TEXTE FOURNI:
#####
Peut-on pâturer les arbres, arbustes et lianes quand il fait sec ?  Le dispositif agroforestier récemment mis en place à l’Inra de Lusignan permettra bientôt de fournir des indications précieuses sur les conditions optimales d’usage, de protection et d’exploitation de nombreuses espèces de ligneux au pâturage, sans trop compliquer le travail de l’éleveur en production laitière. Premiers résultats.

Les ressources en eau et en énergie fossile devenant rares, les systèmes laitiers de demain devront utiliser avec parcimonie l’eau d’irrigation, les fertilisants minéraux azotés et les concentrés exogènes.Le pâturage, pratique économe en eau et en énergie fossile, constitue déjà une bonne réponse à ces contraintes. Mais dans une grande partie de la France, la production herbagère, importante au printemps et dans une moindre mesure à l’automne, est fort réduite en été. Le changement climatique devrait accentuer les périodes de sécheresse et la variabilité interannuelle de la production des prairies. Les arbres et arbustes pourraient alors fournir aux herbivores un fourrage complémentaire.

 

« Les espèces ligneuses (arbres, arbustes et lianes) permettent en effet de diversifier les ressources fourragères, d’offrir un microclimat plus favorable aux animaux, de mieux capter le rayonnement solaire et d’utiliser les ressources en éléments minéraux et en eau des horizons profonds du sol « 

 

En savoir plus : « Les arbres, une ressource fourragère au pâturage pour des bovins laitiers »,

 

DES ESPÈCES À PROFIL FOURRAGER INTÉRESSANT

Les dispositifs expérimentaux lancés au domaine Inra de Lusignan ont pour but d’étudier différentes espèces ligneuses pâturables, différentes organisations spatiales et types de protection vis-à-vis du troupeau, et plusieurs modes d’exploitation de ces ressources en production laitière.
#####
(Données d'annotation des contours)
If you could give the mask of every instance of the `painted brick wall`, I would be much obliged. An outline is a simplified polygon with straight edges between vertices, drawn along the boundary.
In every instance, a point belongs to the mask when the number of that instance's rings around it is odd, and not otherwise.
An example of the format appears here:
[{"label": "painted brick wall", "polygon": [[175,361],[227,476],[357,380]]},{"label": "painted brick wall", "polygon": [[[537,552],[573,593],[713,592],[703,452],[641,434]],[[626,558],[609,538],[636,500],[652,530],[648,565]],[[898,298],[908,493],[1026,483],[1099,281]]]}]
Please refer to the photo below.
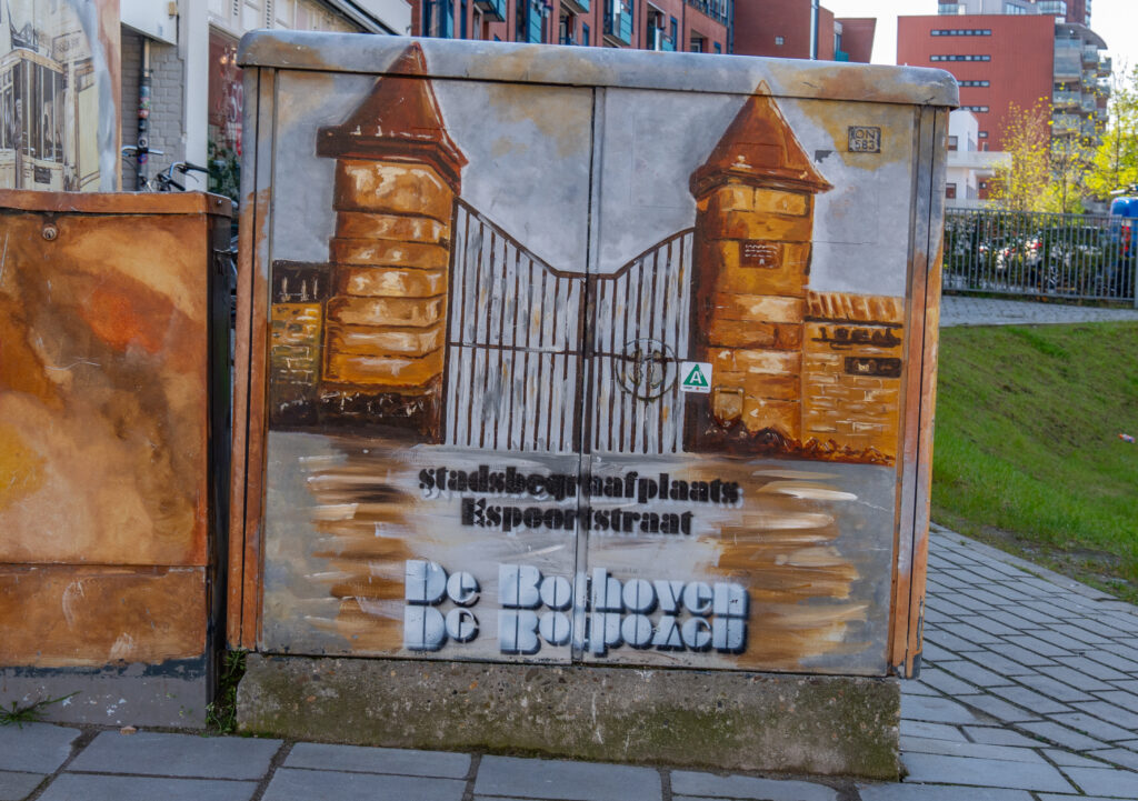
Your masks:
[{"label": "painted brick wall", "polygon": [[[123,146],[138,142],[139,77],[142,73],[143,38],[122,31],[123,49]],[[150,42],[150,147],[162,156],[150,156],[148,174],[154,176],[185,154],[182,114],[184,67],[173,44]],[[123,189],[134,189],[134,170],[123,160]]]}]

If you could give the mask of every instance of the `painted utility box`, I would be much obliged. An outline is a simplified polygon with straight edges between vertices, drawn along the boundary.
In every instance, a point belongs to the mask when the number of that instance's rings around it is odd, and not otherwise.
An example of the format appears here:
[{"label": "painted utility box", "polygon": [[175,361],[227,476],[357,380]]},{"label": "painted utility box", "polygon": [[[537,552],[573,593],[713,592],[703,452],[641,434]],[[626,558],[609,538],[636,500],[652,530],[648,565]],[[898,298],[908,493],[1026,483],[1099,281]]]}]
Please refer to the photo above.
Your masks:
[{"label": "painted utility box", "polygon": [[[267,33],[241,60],[245,725],[296,702],[358,741],[888,774],[851,754],[877,724],[896,749],[884,679],[920,662],[951,76]],[[333,716],[282,679],[315,657],[374,682]],[[471,668],[430,732],[369,728]],[[607,734],[564,708],[542,735],[511,693],[443,725],[478,675],[643,703]],[[637,684],[761,707],[803,675],[877,722],[815,748],[783,709],[748,745]]]},{"label": "painted utility box", "polygon": [[0,700],[201,725],[225,573],[231,204],[0,190]]}]

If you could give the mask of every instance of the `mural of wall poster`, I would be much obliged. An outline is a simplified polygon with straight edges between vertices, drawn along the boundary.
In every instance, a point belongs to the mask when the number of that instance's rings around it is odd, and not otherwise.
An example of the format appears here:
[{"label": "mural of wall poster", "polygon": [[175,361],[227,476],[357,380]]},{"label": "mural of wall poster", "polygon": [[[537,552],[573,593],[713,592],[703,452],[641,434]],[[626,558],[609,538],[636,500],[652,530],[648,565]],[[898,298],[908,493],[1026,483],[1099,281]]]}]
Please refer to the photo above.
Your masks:
[{"label": "mural of wall poster", "polygon": [[940,73],[724,59],[675,91],[690,57],[620,85],[644,55],[244,47],[267,435],[236,639],[912,669]]},{"label": "mural of wall poster", "polygon": [[118,0],[0,5],[0,187],[118,188]]}]

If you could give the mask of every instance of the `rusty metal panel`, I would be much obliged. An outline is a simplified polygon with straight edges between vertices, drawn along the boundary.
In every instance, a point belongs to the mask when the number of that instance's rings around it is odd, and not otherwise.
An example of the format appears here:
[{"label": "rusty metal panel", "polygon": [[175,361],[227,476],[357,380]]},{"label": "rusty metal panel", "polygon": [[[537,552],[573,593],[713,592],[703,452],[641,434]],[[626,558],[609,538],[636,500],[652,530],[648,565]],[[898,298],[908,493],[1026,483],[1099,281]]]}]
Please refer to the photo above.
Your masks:
[{"label": "rusty metal panel", "polygon": [[377,47],[246,44],[241,642],[905,670],[940,77]]},{"label": "rusty metal panel", "polygon": [[203,659],[229,214],[0,191],[0,668]]},{"label": "rusty metal panel", "polygon": [[200,658],[207,619],[205,568],[0,565],[5,666]]}]

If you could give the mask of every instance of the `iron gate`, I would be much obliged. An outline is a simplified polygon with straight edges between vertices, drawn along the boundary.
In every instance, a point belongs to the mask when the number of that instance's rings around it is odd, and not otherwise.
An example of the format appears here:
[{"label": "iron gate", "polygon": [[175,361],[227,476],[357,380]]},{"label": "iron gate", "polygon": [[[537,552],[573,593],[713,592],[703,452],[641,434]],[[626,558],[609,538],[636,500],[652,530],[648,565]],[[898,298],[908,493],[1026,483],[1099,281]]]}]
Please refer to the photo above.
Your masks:
[{"label": "iron gate", "polygon": [[682,448],[691,229],[594,276],[556,270],[461,199],[452,236],[447,445]]}]

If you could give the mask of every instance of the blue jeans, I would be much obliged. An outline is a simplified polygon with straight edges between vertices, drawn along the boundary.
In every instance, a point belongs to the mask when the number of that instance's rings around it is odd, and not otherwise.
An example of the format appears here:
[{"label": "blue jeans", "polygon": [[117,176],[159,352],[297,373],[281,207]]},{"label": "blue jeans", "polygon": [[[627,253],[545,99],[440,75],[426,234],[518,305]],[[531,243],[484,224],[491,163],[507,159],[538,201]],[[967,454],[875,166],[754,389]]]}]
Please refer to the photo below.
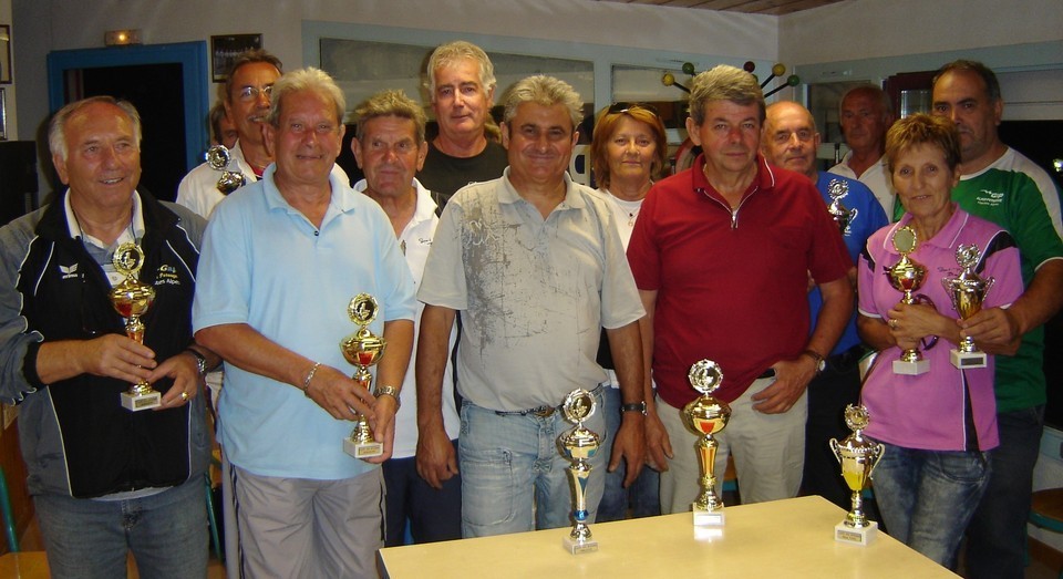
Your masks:
[{"label": "blue jeans", "polygon": [[[457,451],[457,441],[451,441]],[[432,488],[417,474],[416,458],[391,458],[383,464],[388,490],[384,515],[385,547],[398,547],[405,538],[406,524],[413,542],[434,542],[462,538],[462,475]]]},{"label": "blue jeans", "polygon": [[1041,448],[1044,406],[997,415],[1000,446],[984,500],[967,528],[967,577],[1022,579],[1033,467]]},{"label": "blue jeans", "polygon": [[871,478],[889,535],[938,565],[953,567],[957,547],[989,484],[989,454],[886,444]]},{"label": "blue jeans", "polygon": [[[620,390],[606,387],[605,403],[599,412],[606,418],[605,464],[608,466],[612,458],[612,443],[620,430]],[[654,517],[661,514],[661,475],[649,466],[643,466],[638,478],[631,486],[623,488],[623,477],[628,473],[628,465],[620,461],[616,471],[606,473],[606,488],[598,504],[598,523],[622,520],[627,517],[628,508],[633,517]]]},{"label": "blue jeans", "polygon": [[197,475],[130,500],[33,497],[52,577],[125,577],[127,551],[144,578],[206,577],[205,488]]},{"label": "blue jeans", "polygon": [[[600,390],[596,397],[600,409]],[[462,535],[485,537],[571,525],[571,463],[561,456],[557,440],[574,425],[560,412],[500,415],[467,400],[461,414]],[[602,413],[596,412],[584,426],[600,436],[606,430]],[[589,461],[588,521],[595,520],[601,500],[605,456],[599,452]]]}]

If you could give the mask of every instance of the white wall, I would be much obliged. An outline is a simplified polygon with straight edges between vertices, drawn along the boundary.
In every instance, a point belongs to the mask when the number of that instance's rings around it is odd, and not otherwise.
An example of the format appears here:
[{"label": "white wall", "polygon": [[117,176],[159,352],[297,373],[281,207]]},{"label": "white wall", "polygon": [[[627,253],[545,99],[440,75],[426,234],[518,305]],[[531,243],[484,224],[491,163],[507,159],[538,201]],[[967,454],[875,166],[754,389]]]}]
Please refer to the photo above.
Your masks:
[{"label": "white wall", "polygon": [[[1060,0],[847,0],[780,17],[794,64],[1063,40]],[[1063,54],[1059,54],[1063,62]]]},{"label": "white wall", "polygon": [[24,80],[19,116],[23,128],[33,127],[23,131],[22,138],[33,138],[49,114],[47,54],[103,46],[104,31],[123,28],[141,29],[145,44],[261,33],[265,48],[289,69],[317,64],[302,62],[305,20],[752,60],[772,60],[778,53],[775,17],[592,0],[14,0],[14,20],[20,49],[16,68]]}]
#####
CONSIGNE 1: D'après le texte sur le pâturage des ligneux, en quelle saison la production herbagère est-elle fort réduite dans une grande partie de la France ?
CONSIGNE 2: Veuillez reprendre le texte sur le pâturage des arbres et arbustes à la suite de sa dernière phrase.

RÉPONSE 1: En été.

RÉPONSE 2:
  • La valeur nutritive des feuilles collectées en été sur 27 espèces ligneuses fait l’objet d’une large évaluation : valeur énergétique et azotée, teneur en fibres et en tanins condensés, digestibilité, dégradabilité théorique de l’azote.
  • Il en ressort que plusieurs espèces présentent un excellent profil pour leur valeur protéique et énergétique : c’est le cas du mûrier blanc, du frêne, mais aussi le tilleul, l’aulne de Corse et certaines lianes et arbustes.

D’autres espèces conviendraient également pour alimenter en pâturage estival, des animaux à l’entretien ou aux besoins plus modérés que des animaux en lactation.

La valeur fourragère de certaines de ces ressources dites ligneuses pourrait approcher celle de nombreuses espèces fourragères prairiales. Ces ligneux constituent donc une ressource mobilisable intéressante, même pour des animaux laitiers, lorsque les fourrages traditionnellement pâturés viennent à manquer en raison de conditions climatiques défavorables (été, automne).

 

En contribuant à l’alimentation du troupeau au pâturage, cette ressource pourrait donc limiter le besoin en fourrages stockés et en concentrés.

 

70 ESPÈCES ÉTUDIÉES EN HAIES FOURRAGÈRES

Les haies existantes sur la ferme ont été intégrées dans les parcelles pâturées et rendues accessibles aux animaux soit en totalité, soit sur une seule face. Le comportement des animaux et le devenir de ces haies bocagères soumises au broutage seront suivis régulièrement.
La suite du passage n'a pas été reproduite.